_Extracted information:_
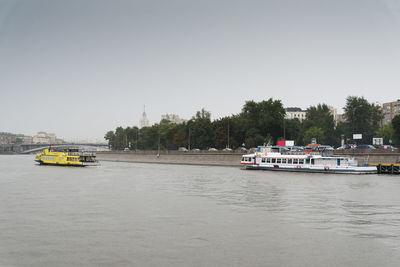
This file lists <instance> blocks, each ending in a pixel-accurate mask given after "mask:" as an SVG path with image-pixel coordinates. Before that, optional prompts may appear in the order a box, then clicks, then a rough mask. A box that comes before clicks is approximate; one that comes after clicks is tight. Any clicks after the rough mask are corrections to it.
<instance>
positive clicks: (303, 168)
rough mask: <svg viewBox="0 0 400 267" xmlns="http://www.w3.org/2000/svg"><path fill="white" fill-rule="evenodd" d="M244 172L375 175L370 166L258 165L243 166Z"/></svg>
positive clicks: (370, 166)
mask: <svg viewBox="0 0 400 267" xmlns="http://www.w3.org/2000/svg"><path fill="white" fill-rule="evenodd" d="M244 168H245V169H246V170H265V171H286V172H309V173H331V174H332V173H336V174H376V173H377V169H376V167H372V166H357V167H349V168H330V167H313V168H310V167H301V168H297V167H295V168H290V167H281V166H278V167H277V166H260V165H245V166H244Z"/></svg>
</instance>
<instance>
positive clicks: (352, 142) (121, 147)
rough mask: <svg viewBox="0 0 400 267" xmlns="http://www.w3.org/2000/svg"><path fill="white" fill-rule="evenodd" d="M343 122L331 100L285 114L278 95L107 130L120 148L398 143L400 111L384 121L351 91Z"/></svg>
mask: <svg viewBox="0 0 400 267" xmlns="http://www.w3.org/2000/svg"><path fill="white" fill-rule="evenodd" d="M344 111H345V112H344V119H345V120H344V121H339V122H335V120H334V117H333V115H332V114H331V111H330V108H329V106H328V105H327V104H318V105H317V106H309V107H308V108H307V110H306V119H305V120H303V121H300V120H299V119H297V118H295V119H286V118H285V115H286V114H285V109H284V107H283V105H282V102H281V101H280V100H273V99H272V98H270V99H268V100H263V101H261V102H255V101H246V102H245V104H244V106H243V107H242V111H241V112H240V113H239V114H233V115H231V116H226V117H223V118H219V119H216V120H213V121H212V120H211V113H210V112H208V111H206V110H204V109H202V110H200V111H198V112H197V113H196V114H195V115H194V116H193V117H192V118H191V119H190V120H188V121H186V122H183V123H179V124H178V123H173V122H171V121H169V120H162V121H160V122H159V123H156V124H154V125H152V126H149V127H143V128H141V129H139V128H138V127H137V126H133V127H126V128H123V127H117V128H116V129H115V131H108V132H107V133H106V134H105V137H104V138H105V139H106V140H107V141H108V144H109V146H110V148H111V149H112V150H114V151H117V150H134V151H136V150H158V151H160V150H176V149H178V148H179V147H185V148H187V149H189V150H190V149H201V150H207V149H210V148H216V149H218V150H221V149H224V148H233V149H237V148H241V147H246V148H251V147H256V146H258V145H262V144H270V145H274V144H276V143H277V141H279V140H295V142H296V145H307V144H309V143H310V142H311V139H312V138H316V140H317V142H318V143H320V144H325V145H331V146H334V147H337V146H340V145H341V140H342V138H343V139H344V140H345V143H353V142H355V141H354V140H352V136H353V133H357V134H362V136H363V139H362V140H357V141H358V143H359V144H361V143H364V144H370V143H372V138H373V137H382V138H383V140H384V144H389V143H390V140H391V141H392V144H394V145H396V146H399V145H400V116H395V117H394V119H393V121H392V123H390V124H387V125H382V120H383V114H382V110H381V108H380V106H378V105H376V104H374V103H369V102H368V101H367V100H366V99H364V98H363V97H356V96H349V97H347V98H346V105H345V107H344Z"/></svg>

==

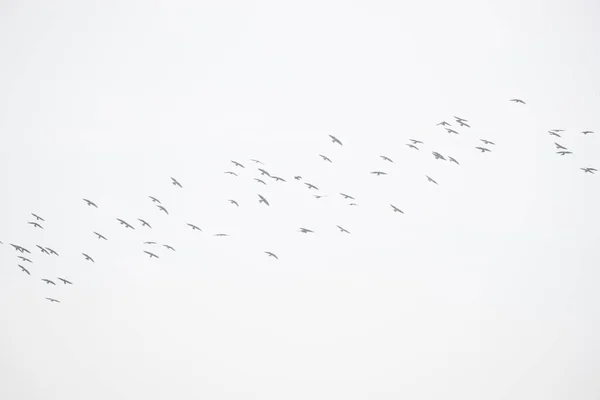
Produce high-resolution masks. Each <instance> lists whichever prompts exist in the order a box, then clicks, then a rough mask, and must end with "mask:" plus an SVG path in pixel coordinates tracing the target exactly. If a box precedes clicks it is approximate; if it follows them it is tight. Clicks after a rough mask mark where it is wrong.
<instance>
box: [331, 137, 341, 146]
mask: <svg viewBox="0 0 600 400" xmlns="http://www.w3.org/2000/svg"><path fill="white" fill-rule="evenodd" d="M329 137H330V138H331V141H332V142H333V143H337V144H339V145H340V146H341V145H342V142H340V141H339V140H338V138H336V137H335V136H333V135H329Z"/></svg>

_Assignment:_ The answer should be one number: how many lines in the listing above contain "tight".

_Solution to this problem:_ 2